[Start]
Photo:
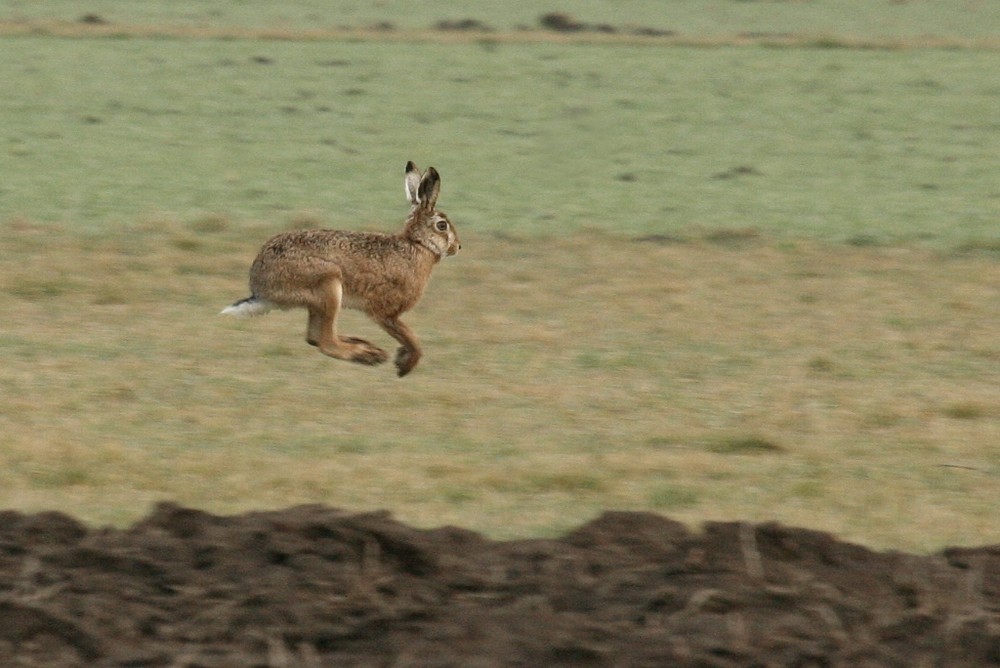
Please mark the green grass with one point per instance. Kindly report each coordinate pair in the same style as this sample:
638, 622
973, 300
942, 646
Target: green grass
842, 145
862, 18
719, 282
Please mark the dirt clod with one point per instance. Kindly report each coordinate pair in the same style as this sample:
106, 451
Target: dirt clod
314, 586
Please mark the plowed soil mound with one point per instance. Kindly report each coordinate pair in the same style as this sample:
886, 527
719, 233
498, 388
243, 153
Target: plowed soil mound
313, 586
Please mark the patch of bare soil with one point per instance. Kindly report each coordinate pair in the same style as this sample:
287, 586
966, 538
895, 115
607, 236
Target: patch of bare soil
313, 586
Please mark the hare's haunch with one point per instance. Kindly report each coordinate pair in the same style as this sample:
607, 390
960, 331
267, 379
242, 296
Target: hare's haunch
383, 275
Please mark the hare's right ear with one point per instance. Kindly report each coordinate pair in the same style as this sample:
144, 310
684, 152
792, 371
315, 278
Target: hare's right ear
429, 188
412, 183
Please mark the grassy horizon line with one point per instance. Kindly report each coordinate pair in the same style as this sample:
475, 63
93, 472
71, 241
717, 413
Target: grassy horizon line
81, 29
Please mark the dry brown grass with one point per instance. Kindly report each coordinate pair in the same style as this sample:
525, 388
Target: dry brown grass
850, 389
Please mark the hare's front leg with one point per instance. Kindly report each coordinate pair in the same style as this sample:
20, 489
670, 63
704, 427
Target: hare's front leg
322, 329
409, 353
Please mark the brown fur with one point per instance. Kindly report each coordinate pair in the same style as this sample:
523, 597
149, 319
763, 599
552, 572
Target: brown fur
383, 275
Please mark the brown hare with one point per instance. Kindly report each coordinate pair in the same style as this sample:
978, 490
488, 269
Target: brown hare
383, 275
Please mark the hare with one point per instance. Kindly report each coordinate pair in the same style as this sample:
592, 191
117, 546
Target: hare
383, 275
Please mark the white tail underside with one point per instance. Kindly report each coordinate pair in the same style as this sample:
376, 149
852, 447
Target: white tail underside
248, 308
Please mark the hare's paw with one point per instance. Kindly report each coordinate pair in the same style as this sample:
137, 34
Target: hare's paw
406, 359
366, 353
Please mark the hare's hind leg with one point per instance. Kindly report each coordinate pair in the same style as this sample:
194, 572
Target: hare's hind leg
409, 353
322, 329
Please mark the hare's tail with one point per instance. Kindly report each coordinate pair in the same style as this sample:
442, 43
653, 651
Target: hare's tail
248, 308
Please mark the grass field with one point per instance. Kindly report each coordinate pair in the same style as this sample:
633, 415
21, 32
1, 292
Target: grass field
729, 282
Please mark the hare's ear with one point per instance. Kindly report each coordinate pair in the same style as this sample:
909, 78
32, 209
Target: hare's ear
412, 182
430, 187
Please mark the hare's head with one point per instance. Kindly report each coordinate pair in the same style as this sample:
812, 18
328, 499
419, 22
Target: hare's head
427, 226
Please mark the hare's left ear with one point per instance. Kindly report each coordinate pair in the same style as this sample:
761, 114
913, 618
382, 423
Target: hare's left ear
429, 189
411, 182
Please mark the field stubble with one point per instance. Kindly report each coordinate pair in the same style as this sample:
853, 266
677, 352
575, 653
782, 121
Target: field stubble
843, 388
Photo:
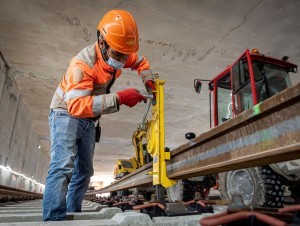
[End]
_What you need to do:_ Gather every line of the rows above that contains the word "head".

_The reply:_
Please mark the hare's head with one point per instance. Kindly report each coordinate pair in the same style as this sample:
Target: hare's head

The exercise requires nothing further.